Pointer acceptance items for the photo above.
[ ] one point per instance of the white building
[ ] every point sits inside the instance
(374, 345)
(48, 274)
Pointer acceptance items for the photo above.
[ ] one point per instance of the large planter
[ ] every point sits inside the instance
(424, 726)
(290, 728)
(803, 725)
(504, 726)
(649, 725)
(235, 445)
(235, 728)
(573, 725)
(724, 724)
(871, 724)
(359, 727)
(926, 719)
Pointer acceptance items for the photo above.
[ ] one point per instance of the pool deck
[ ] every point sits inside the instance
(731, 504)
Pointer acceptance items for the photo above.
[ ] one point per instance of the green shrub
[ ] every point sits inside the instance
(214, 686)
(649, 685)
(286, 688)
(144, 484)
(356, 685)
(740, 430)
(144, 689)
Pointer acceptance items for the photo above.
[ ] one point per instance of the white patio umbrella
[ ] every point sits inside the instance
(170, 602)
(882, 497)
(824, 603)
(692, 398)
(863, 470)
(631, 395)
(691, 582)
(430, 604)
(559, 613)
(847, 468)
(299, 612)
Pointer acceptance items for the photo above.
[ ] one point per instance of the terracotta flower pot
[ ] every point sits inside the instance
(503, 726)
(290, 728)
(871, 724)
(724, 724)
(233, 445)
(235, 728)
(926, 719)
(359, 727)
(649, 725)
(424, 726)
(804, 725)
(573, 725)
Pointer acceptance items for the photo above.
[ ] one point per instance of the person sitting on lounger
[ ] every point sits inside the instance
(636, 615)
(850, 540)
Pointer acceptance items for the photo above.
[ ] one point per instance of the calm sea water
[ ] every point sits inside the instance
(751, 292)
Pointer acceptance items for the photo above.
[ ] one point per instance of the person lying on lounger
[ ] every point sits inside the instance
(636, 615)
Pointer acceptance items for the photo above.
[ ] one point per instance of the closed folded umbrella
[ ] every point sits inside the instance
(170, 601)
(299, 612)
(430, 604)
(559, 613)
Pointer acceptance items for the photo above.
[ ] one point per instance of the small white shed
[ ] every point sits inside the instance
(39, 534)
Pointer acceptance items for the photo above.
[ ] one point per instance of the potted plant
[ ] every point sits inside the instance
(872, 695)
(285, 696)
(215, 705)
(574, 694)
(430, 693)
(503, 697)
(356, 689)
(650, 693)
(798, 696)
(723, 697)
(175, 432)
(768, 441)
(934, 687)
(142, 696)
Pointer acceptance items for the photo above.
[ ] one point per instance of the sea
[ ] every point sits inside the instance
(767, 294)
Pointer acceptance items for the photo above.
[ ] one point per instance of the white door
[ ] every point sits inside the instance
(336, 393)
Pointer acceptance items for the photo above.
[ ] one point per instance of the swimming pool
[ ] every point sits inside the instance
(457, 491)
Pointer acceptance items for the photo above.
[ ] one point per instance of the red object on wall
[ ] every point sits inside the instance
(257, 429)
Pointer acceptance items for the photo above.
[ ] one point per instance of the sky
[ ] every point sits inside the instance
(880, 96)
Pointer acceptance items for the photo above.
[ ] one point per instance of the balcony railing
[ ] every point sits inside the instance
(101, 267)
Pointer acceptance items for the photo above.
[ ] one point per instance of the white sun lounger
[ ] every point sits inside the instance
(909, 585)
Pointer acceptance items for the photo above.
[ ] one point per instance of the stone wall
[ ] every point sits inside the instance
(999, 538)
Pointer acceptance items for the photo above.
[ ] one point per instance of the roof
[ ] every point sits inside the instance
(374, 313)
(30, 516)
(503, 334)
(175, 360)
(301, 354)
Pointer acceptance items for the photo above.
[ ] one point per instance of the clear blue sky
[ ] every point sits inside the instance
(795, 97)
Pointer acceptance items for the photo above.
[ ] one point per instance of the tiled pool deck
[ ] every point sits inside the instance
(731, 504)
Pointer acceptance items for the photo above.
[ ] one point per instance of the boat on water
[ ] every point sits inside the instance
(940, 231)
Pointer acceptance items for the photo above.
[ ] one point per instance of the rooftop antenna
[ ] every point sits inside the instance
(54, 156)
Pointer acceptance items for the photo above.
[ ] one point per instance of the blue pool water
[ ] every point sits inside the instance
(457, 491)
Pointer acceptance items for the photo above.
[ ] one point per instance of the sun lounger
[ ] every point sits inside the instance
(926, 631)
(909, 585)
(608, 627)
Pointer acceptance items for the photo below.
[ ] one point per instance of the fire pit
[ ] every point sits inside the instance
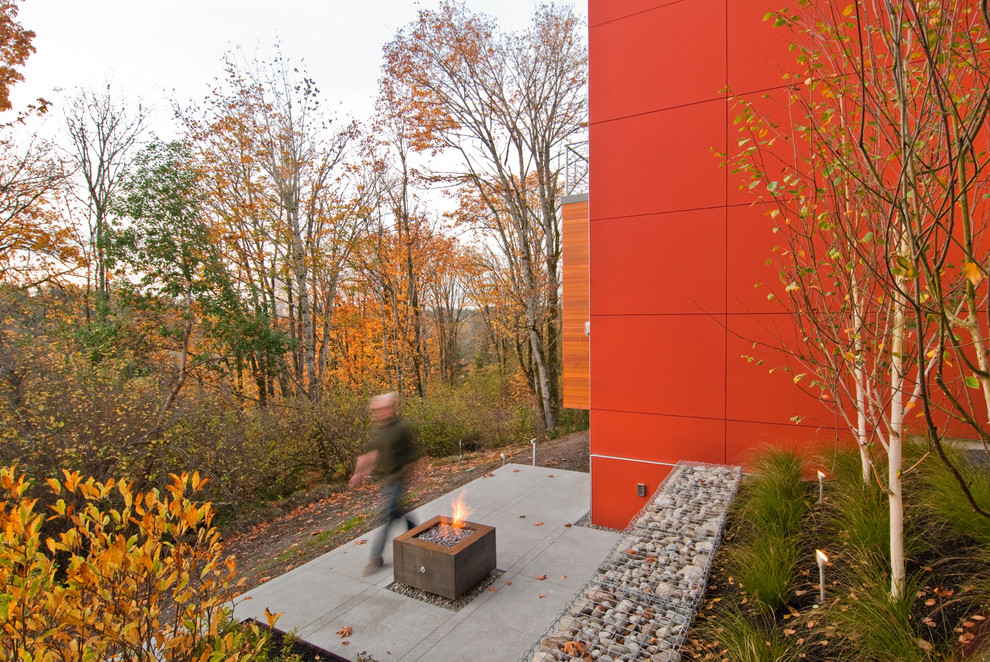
(444, 555)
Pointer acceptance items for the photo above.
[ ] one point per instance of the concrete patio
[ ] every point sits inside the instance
(329, 593)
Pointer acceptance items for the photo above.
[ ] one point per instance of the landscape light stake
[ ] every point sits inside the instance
(822, 560)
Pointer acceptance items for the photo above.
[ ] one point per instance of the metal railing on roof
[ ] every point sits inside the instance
(576, 168)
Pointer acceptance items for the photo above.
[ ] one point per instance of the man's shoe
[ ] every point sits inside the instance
(373, 566)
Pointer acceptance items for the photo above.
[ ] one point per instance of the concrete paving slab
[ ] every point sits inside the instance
(386, 625)
(302, 597)
(330, 592)
(496, 642)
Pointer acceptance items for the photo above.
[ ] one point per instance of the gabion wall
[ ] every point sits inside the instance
(640, 602)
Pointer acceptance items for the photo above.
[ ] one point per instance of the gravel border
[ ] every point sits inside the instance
(640, 603)
(446, 603)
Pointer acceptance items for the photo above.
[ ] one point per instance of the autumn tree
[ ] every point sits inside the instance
(504, 104)
(15, 48)
(35, 242)
(102, 132)
(879, 200)
(282, 193)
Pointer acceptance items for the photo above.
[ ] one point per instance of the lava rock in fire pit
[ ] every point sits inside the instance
(445, 535)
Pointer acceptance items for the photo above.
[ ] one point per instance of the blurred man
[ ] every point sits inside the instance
(392, 452)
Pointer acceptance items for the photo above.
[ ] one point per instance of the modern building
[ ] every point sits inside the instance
(662, 257)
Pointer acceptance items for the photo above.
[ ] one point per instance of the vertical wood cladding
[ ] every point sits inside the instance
(576, 307)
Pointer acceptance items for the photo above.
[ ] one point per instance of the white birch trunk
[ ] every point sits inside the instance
(895, 446)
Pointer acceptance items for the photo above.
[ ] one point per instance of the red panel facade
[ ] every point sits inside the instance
(677, 248)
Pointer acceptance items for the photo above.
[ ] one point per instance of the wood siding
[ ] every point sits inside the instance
(576, 308)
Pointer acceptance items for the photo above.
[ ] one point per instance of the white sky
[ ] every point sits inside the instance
(153, 49)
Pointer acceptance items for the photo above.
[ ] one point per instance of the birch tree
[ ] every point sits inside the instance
(879, 201)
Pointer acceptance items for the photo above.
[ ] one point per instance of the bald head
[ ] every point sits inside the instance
(384, 407)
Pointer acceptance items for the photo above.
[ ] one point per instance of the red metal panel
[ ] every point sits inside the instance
(657, 438)
(777, 160)
(600, 11)
(651, 42)
(613, 489)
(743, 440)
(759, 53)
(663, 364)
(766, 391)
(748, 247)
(652, 264)
(658, 162)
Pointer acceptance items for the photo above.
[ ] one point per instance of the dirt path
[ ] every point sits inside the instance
(318, 525)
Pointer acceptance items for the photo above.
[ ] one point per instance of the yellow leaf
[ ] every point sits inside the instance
(973, 272)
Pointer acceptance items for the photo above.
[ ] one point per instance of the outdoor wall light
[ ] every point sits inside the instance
(822, 560)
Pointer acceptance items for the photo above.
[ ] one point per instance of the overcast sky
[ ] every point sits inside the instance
(152, 49)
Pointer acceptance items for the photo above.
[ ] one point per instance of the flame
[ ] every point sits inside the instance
(460, 512)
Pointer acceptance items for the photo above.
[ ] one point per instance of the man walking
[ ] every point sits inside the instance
(393, 452)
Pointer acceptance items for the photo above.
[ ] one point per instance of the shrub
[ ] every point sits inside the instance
(748, 639)
(144, 580)
(766, 568)
(882, 627)
(943, 497)
(776, 497)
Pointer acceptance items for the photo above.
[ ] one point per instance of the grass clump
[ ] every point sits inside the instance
(763, 601)
(751, 638)
(944, 499)
(882, 627)
(774, 505)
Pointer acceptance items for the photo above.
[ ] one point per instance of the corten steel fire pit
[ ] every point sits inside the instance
(447, 571)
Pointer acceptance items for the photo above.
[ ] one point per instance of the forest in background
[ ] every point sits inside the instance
(226, 302)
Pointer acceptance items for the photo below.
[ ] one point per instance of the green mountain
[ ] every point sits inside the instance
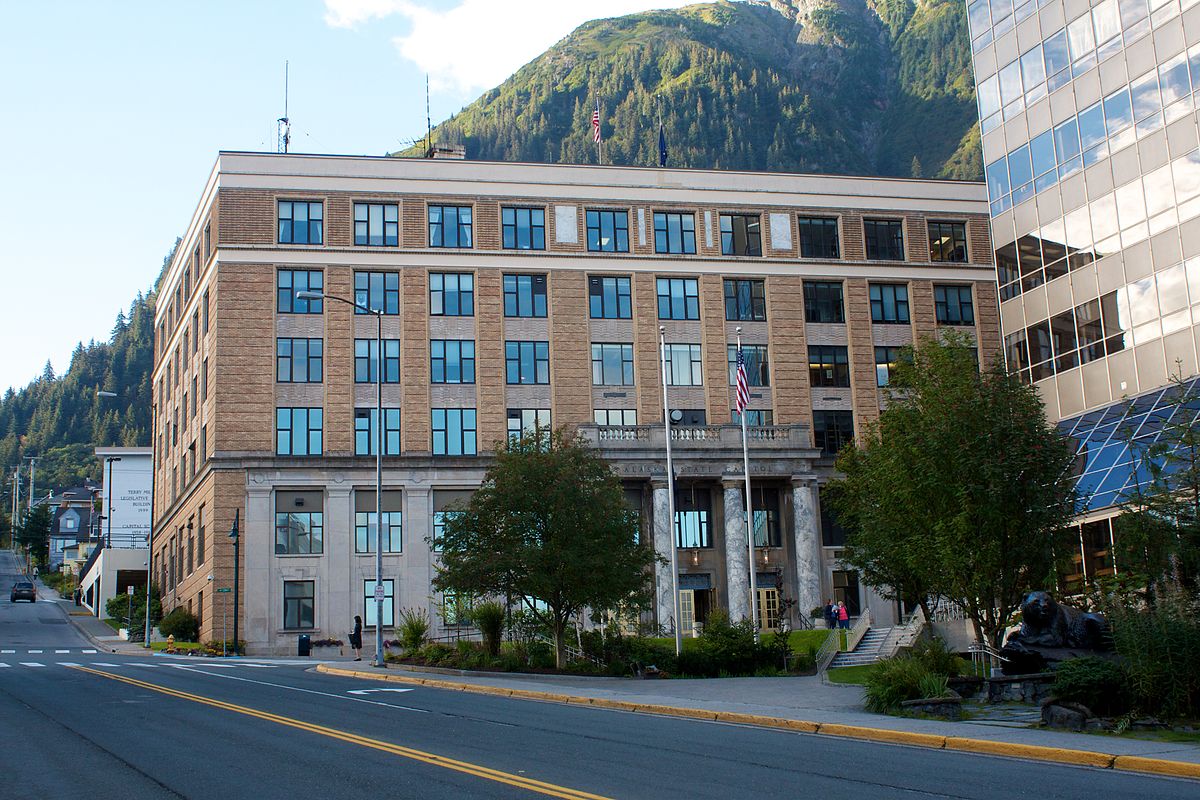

----------

WHAT THE TASK ASKS => Count the lines above that contain the string "green", treating uppercase and lowercase as different. Give only the number.

REPLY => 2